» **TASK INSTRUCTIONS**
Extract the records below word for word and ignore the images.

[Natural-language object grounding data]
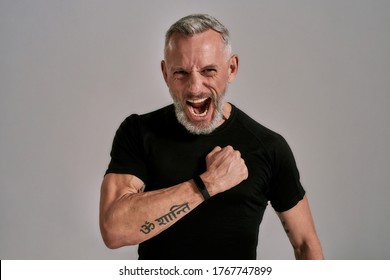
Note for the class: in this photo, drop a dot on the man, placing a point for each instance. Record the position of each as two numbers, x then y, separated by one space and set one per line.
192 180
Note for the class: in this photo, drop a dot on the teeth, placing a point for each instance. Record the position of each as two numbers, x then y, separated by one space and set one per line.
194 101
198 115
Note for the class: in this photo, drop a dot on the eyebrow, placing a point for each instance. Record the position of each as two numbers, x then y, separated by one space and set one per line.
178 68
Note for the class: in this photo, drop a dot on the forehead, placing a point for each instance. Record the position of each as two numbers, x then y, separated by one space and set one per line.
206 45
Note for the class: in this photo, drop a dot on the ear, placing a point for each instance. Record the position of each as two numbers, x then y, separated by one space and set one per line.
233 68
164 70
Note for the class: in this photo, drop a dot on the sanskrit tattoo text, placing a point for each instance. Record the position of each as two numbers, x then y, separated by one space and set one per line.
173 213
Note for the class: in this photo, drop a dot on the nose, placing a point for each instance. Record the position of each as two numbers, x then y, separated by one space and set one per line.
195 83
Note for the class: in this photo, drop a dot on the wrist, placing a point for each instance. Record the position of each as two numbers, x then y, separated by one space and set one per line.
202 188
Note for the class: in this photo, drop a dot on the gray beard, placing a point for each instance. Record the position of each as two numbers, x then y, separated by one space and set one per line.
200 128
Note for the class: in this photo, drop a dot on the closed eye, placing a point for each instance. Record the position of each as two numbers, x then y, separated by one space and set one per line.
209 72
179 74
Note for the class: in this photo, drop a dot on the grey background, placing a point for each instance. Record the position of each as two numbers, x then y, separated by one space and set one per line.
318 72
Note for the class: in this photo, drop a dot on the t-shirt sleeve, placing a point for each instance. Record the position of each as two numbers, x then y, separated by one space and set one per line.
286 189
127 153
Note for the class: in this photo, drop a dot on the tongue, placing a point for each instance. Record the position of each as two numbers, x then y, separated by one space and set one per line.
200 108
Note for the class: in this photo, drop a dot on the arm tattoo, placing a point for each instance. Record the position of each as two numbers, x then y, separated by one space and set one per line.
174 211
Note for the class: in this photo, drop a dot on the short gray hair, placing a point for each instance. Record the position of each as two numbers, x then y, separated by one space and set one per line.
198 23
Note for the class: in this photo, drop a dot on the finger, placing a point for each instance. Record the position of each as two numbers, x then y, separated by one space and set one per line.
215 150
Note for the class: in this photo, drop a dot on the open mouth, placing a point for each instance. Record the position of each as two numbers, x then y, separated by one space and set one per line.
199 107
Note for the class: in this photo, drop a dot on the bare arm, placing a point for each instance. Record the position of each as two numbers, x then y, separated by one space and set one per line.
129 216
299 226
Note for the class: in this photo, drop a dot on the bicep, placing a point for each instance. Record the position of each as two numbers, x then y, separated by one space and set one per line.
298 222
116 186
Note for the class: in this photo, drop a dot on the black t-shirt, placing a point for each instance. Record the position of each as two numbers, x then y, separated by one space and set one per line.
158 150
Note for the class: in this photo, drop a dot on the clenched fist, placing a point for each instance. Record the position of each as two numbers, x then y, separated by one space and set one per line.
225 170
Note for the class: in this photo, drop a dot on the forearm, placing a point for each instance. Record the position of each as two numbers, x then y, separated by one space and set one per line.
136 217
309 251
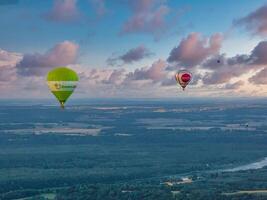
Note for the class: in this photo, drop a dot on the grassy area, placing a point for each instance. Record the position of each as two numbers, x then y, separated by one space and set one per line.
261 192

» **SOLUTION TO THE EXERCISE**
Note for the class: in this photo, drop a dot on the man, placing a point for each instance. Record the position of each as two numbers, x then y, separated by one space and set one per line.
192 180
Note for the class: in this photo, drop a dot on the teeth, placing a point for each instance. Record the position of each as two numbers, x then y, separated by one space and set one per line.
194 101
198 115
Note for the class: in this photo, drop a dot on the eyebrow, placing a point for each instance. Record the position of each as two numbers, x then y, separated by one space and set one per line.
178 68
Note for the class: in this photo, drop a dot on the forehead, placing a point for each instance. Record the position of each as two numbers, x then y, separated by one space and set one per line.
206 45
Note for the class: in this photo, drop a dot on the ear, placing a point for each instance. Record the position of each as two numbers, x then y, separated by one space and set one per line.
233 68
164 70
Note for the class: in this photo, drop a dot on the sanskrit tattoo text, placing a point for each instance. Record the position of each as two numbers, x then y, separated by one space and set one per line.
173 213
Note for the class: in this photo, drop a dot on the nose, placing a point for each instance. Record the position of each as two numbers, x then y, separated by one space and set one per line.
195 83
Note for the class: in this photo, drop a dot on the wrist, placing a point for each instance. Record the position of each as two numbers, x then y, separated by one space and set one per line.
202 188
Note for the class: in this photo, drop a dot on the gray beard, placing a point for each instance. Record the position of each as two numbers, x then y, separated by one space and set one per line.
200 128
Note for the class: in this photo, drop a dot on the closed eye, placing a point for each instance. Record the position of each as two numbers, x then y, separated by one space and set one per line.
209 72
179 74
Note for the class: in this photo, drop a dot on the grey background, placing a point for each instance. Record the position of each as two numbers, x then y, separated by one space and set one per line.
318 72
Note for the class: in this photo, drop a dot on the t-shirt sleeve, placing a point for each instance. Record the position of each as two numbers, x then y, separated by one space and set one per line.
286 189
127 153
Note for the class: in this photo, drop a dot on the tongue, placing a point for each instance. Record the position of each as two numbers, x then y, separated by one space and set one per line.
200 108
Note for the class: in this photo, drop a dot on the arm tattoo, placing a point for each instance. Record the position of each as two numbers, x then y, separated by one space and set one per line.
174 211
Note for the class: in this photo, drop a dot on the short gray hair, placing a point for each instance. Record the position of each as two numbers, x then y, separated by one space and set one per line.
198 23
Note for the class: in this photo, drop a dot on the finger, placing a point for each instance. Record the position of each as two numbers, x then y, separated by one space and set one per line.
215 150
Note for the class: in this photo, drop a dot on the open mouth, placing a point for each instance. Record the position of each as two numbers, x then y, separated by one space and set one per line.
199 107
Note for the class: in this photo, drop a dot on the bare arm, placing a point for each instance. Record the position of each as two numbers, x then y, separated by one space and set one per line.
129 216
299 226
Note for the class: in this photo, drop a dot on the bicep, placing a point for each instance. Record the position of each as two numbers, x then y, separated by one space and set one per line.
298 222
116 186
Note for the class: in this photo, drop a dot on the black t-shirt, placing a point for each instance. Record the position of each as two numbers, x then y, separated by one space and set one per line.
158 150
Note for the class: in this photo, drop a dot on the clenched fist, placing a point for each instance. Record the position of each as two numbers, x then y, separated by one space and set one per line.
225 170
Note for the class: in this photo, drop a dot on the forearm, placing a point for each instance. Record the position of each as two numbers, x then y, separated by one space and set one per line.
136 217
309 251
Note for the class: in this photo, drop a dot on the grassy area, placing a point for each instance. Record the position of each as two numbers, x then y, separated by one space and set one per line.
261 192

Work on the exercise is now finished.